Updated: Sep 3
In the modern world we live in we spend all our time looking at the big picture, trying to be as inclusive as possible to ensure everyone is treated equally.
What if treating everyone the same puts people at risk? Or means we can't see the opportunities that are right in front of us.
I have been reading 'The Invisible Woman' by Caroline Criado Perez, which looks at the data gap between men and women in the real world.
Did you know that the tell tale signs for a heart attack are; pain or discomfort in the chest, pain in the left arm and shortness of breath - these symptoms are common just in men? I didn't I also found out that women are 47% more likely to be injured in car accidents because the majority of crash test dummies (and therefore safety measures), are based on a male's physique.
While reading this book, it made me realise that most businesses are doing the same thing when it comes to their employees.

[DATA PROVIDED]
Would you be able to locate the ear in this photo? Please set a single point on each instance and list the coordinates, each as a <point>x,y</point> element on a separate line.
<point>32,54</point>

[QUESTIONS ON THE MATERIAL]
1 – Answer these questions from the blog post on the gender data gap:
(a) Which book is the writer reading, and who wrote it?
(b) By what percentage are women more likely to be injured in car accidents?
(c) On whose physique are most crash test dummies based?
2 – Resume the blog post on the gender data gap, starting after its final sentence.
The lines above come from a separate source and have no connection to the blog post on the gender data gap.

[ANSWERS TO THIS EXERCISE]
1 –
(a) 'The Invisible Woman' by Caroline Criado Perez.
(b) 47%.
(c) A male's physique.

2 –
When was the last time your business looked at the difference between genders, generations,positions, departments and locations, when reviewing your own data? Are we so focused on being inclusive that we are missing real opportunities for growth?
The next time you run an engagement or culture survey, look at the overall numbers, but don't think that making improvements for the average employee actually represents all employees.
Programs like the STAR Workplace Program and Fusion Culture Program allow businesses to seize opportunities for all employees, regardless of their demographic and rather than just focusing on the average. Afterall, wouldn't you want to work in a business that focuses on you as a person rather than the average of your peers?